>> start

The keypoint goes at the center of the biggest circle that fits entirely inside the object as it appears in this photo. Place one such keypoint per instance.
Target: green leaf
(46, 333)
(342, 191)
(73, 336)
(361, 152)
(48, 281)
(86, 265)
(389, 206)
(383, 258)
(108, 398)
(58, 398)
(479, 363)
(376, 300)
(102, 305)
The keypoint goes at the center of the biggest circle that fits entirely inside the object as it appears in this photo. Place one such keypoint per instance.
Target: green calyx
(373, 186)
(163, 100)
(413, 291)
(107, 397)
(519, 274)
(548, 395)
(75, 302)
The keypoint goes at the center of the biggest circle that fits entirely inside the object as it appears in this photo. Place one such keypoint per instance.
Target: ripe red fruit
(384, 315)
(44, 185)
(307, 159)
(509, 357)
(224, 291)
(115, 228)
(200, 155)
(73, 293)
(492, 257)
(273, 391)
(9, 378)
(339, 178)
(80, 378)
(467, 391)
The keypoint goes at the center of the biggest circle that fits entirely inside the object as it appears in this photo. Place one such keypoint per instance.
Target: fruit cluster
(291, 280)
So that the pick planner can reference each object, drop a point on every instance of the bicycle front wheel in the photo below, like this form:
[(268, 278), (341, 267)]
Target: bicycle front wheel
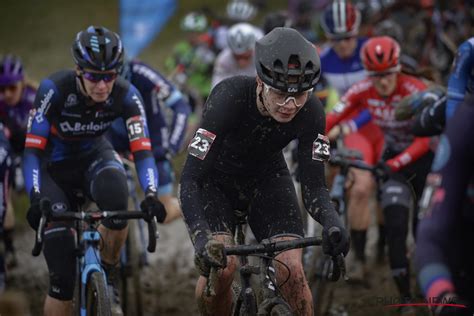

>> end

▶ [PROBLEM DESCRIPTION] Reproduce all of the data above, switching every instance of "keypoint" to "marker" and leaving everything else unchanged. Omit the pictures from your reproduction.

▶ [THE ANSWER]
The marker goes at the center of the biggest circle that fits entirely inside the object as it appears in this photo. Place one such marker per instance.
Target: green leaf
(46, 333)
(342, 191)
(73, 336)
(361, 152)
(48, 281)
(86, 265)
(389, 206)
(383, 258)
(108, 398)
(58, 398)
(479, 363)
(376, 300)
(102, 305)
The marker goes at the center of the biggest circle that fits entirely inside the object as it appears in this photo. Place one such marker per instance.
Target: green calyx
(373, 186)
(163, 100)
(413, 291)
(107, 397)
(519, 274)
(548, 395)
(75, 302)
The marker goes at the center of the biggest circle that fits entirely inside the object as it appears in this photo. Place one such marker per instance.
Target: ripe red fruit
(384, 315)
(44, 185)
(307, 159)
(509, 357)
(224, 291)
(115, 228)
(200, 155)
(73, 293)
(492, 257)
(273, 391)
(9, 378)
(339, 178)
(80, 378)
(467, 391)
The marker goes at the center of the biggest circle that fits entirely inside the object as it appears in this photo. Place one such marker per instance.
Target: fruit cluster
(291, 280)
So that the pick planner can reference each object, drop a point on every instance of the bicycle front wheel in the photo below, like this form:
[(268, 278), (341, 267)]
Target: bicycle front wheel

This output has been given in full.